Speaking on Fox News on Monday morning, Hemmer claimed that the media was wrong to predict that there would be an increase in coronavirus cases and deaths after families travelled across the country for Christmas.
“We were told at Christmas time that everybody is going to get together and we are going to see a major spike. We were told at New Year’s we were going to see a major spike,” Hemmer said on Sunday.
“I checked The New York Times website every morning to watch the number of cases. We are down 33 per cent on the 24 January, which is yesterday.
“We were told it was going the other way. Deaths are down 5 per cent. Why were we told one thing and the opposite happened?” he added.
Fox News medical contributor Marc Siegel replied, claiming: “Well that happens a lot. It’s because of fear mongering and we report only the scary news.”
As US residents were preparing for the holiday period, Dr Anthony Fauci, the nation’s top infectious disease expert, warned Americans to not travel for Christmas.
“We very well might see a post-seasonal – in the sense of Christmas, New Years – surge or as I’ve described it, a surge upon a surge,” Dr Fauci told CNN in December.
Dr Fauci’s warning was also echoed by the Centres for Disease Control and Prevention (CDC) and various other medical experts, who warned of a spike in cases after the holiday period.
Although the US has seen a steady decline in coronavirus cases and deaths since 9 January, the country recorded a dramatic rise from 28 December to 8 January, as it hit a daily high of 300,594 positive Covid-19 tests.

Information supplied -
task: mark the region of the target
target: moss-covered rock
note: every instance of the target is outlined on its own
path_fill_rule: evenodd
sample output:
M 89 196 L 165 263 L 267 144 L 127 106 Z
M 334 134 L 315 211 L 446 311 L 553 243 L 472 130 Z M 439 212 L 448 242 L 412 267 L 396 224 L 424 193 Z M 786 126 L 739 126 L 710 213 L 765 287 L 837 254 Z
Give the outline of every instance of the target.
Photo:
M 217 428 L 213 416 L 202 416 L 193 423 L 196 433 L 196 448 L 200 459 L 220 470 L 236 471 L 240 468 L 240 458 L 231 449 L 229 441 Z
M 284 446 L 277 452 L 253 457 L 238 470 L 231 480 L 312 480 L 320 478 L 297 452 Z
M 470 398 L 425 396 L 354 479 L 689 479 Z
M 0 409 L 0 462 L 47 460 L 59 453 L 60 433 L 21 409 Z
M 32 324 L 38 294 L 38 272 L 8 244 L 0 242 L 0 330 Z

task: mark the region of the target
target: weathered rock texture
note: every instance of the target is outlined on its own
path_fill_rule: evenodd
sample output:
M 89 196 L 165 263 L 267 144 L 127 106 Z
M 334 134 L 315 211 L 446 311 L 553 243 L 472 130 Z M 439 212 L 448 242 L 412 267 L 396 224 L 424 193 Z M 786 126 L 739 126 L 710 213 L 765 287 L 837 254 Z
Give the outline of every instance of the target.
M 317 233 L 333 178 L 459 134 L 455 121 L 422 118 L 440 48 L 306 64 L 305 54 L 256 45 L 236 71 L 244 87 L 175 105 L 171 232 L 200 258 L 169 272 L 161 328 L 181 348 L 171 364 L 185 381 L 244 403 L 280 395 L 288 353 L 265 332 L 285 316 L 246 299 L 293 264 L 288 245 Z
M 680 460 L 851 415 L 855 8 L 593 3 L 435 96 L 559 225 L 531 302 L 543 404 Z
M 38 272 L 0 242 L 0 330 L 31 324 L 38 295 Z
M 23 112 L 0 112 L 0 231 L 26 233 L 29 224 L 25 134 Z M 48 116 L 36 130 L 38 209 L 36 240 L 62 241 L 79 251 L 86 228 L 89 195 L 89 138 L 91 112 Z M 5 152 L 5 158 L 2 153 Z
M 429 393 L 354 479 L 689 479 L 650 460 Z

The task -
According to the excerpt about holiday coronavirus predictions, what daily high of positive Covid-19 tests did the US hit between 28 December and 8 January? The records play no part in this work.

Solution for this exercise -
The US hit a daily high of 300,594 positive Covid-19 tests.